PROMPT 1 → In the passage on parental involvement and school performance, what two forms can parental involvement take?
PROMPT 2 → Please resume the passage on parental involvement and school performance after its final sentence.

EXTRACT →
◆ ◆ ◆ ◆

According to this, parental involvement has proven to be a powerful predictor of school performance (SP) levels of children (Duan et al., 2018). Despite the variety in definitions, in general, parental involvement implies at least situations of direct interaction, parental availability, or responsiveness to children’s needs (Phares & Rojas, 2018), and it is widely recognized that involvement is a parenting practice that contributes to the educational performance of children even in adolescence (Wilder, 2014). According to previous studies, the relation between the SES of the parents and their involvement is not clear, since participation may vary independently of the parental status (Ibrahim & Al-Matalka, 2014); however, parents with a better SES could participate in the academic life of their children in positive ways, since they better understand the school context, taking into account their experience (Vellymalay, 2012).
Parental involvement could be expressed as home-based or school-based (Seginer, 2006), referring the first to parental efforts to be part of educational life of children in the home (e.g., communicate with their children), and the second is referred to the activities carried out by parents in the educational context (e.g., attend to meetings with teachers). Considering a developmental perspective, it has been suggested that parental home-based involvement could be more important to understand educational outcomes when children reach adolescence (Morales-Castillo & Aguirre-Dávila, 2018).
Furthermore, although the importance of the SES and cultural capital of the family has been previously indicated (Parcel et al., 2010) with a special analysis of maternal resources (Harding et al., 2015), the understanding of the father’s contribution remains incomplete (Yárnoz, 2006). Thus, the relationship between parental variables and the academic performance of adolescent children reveals aspects to be explored when studying the participation of the father in family dynamics and its consequences for adolescents. In this regard, father’s involvement effects are considered positive (Jeynes, 2015), and it could manifest possible differences in contrast to mother’s involvement (Kim & Hill, 2015). Concerning this, fathers tend to be less involved in the school activities of their adolescents in contrast to mothers (Kim, 2018), but this does not necessarily mean that fathers are excluded from the educational life of their children (Krampe, 2009).
For adolescents, the influence of described variables can be important to explain their SP, an issue of concern among professionals and parents. Educational life of adolescents is defined by achieving in academic activities and adjustment to social expectations of the school context (Shim & Finch, 2014), and adolescence is a period of life marked by a sharp decline in academic subjects (Dotterer et al., 2009), where the parental involvement could be relevant as they are perceived (Rodríguez et al., 2017).
Usually, the involvement of parents is analyzed from a general approach, avoiding to deepen in quality variations in the case of fathers, which constitutes a knowledge gap in this field. Moreover, although the relations between fathers and adolescents in communities such as Latin have been examined (Cabrera & Bradley, 2012), Latino families living in their countries of origin are an insufficiently explored population in relation to the role of the father and their correlates. In this context, it is important to analyze the parenting factor and its contributions to adolescent performance and, more specifically, to understand the particular configuration of father’s attributes that explain Latino adolescent outcomes, which leads to the question: What is the relationship between father SES, perceived involvement (PI), and SP of adolescents?

◆ ◆ ◆ ◆

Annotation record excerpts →
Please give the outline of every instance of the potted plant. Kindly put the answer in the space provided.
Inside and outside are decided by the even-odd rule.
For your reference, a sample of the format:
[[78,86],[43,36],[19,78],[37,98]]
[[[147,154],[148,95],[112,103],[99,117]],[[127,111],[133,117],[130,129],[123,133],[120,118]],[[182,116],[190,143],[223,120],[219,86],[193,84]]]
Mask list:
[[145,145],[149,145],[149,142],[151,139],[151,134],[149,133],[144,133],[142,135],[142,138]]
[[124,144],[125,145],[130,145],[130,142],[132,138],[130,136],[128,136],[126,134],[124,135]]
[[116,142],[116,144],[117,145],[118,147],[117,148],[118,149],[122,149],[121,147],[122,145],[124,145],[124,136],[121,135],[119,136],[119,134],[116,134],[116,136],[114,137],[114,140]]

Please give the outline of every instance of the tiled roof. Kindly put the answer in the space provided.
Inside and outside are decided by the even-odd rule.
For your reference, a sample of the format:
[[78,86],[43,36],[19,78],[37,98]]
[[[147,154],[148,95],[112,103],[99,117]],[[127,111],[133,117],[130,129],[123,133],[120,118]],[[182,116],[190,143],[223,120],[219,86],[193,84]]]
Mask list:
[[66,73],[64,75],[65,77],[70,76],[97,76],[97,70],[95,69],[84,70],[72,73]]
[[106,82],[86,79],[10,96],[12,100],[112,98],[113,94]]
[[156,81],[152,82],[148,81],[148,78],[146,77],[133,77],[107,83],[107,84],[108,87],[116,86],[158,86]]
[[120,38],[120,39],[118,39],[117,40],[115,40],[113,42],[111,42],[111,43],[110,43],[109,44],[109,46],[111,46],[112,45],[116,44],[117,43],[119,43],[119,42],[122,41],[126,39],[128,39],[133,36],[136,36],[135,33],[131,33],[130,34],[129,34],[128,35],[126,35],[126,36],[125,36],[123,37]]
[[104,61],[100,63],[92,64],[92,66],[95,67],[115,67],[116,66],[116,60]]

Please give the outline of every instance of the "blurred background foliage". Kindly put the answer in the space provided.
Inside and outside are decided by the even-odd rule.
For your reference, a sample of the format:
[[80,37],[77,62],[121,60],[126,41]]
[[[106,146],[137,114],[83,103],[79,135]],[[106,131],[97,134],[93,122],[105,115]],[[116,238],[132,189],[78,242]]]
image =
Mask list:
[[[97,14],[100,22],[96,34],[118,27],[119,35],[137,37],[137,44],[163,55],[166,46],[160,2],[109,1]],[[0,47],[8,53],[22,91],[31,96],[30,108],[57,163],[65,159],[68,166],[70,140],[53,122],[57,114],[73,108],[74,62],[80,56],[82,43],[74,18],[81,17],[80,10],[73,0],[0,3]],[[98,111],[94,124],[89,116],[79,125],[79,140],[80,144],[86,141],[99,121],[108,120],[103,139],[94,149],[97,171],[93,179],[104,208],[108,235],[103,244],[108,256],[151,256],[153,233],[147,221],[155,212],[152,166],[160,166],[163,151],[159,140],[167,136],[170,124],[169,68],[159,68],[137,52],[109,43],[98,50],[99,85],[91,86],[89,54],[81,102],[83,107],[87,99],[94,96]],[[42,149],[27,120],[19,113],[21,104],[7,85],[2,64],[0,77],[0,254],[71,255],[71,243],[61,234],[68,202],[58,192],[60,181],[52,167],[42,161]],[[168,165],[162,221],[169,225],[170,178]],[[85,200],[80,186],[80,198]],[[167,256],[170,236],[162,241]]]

◆ ◆ ◆ ◆

WRITTEN RESPONSE 1 → Home-based or school-based.

WRITTEN RESPONSE 2 →
As Figure 1 represents, among hypotheses, it is expected that father’s SES and perceived father involvement predict SP, and it is also considered that father’s SES will affect the PI.

Path modeling of hypothesized relations among variables.
Method
Participants
Data for this study were part of a larger study about parenting and adolescent behavior in Colombia, South America, where 419 fathers and their adolescents completed self-administered questionnaires in a cross-sectional design. Fathers had a mean age of 42.2 years (SD = 7.37), with 32.5% of the fathers who did not finish their school studies, 35.3% who finished their school studies and did not continue studying, 23.7% who went to a university and 8.5% with postgraduate studies. Fathers’ income ranged from less than US$249.99 to more than US$3,999.40, with a special concentration (51.8%) between US$249.99 and US$749.86 range. Adolescents had a mean age of 12.63 years (SD = 0.867), including males (49.3%) and females, from public (59.9%) and private schools. In addition, 93,18% of fathers were married at the time of this study.
Measures
Sociodemographic status
Fathers completed a survey about their personal characteristics. Education was codified, from No education with one-point code to Doctoral education with ten-point code; levels of education coded were taken from the categorization of the National Ministry of Education in Colombia, including elementary school (partially or fully completed), secondary school (partially or fully completed), undergraduate (brief or long programs), and graduate studies (short courses, Master, Doctorate).
Father’s income was codified, taking the following monthly income ranges presented to the respondents: (a) Less than US$249.99; (b) between US$249.99 and US$749.86; (c) between US$749.87 and US$1,249.89; (d) between US$1,249.90 and US$1,999.82; (e) between US$1,999.83 and US$3,999.40; and (f) more than US$3,999.40.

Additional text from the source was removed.